-- THE DATA --
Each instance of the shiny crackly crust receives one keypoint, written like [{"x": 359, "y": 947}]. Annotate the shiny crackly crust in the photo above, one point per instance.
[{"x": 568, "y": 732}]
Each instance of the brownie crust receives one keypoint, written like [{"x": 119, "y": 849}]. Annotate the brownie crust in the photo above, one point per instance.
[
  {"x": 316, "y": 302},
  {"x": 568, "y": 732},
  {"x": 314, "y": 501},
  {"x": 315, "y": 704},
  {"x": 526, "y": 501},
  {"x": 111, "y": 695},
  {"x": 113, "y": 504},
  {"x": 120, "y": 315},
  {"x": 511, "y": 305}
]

-- TO DO --
Take the lines from the one containing "Each instance of the brownie" to the last line of the material above and write them out exactly.

-- THE ANSWER --
Each instance of the brownie crust receives one keypoint, written like [{"x": 119, "y": 849}]. Annotate the brownie crust in the photo above, one point per instance.
[
  {"x": 316, "y": 302},
  {"x": 568, "y": 732},
  {"x": 314, "y": 501},
  {"x": 315, "y": 704},
  {"x": 526, "y": 501},
  {"x": 111, "y": 695},
  {"x": 113, "y": 504},
  {"x": 120, "y": 315},
  {"x": 511, "y": 305}
]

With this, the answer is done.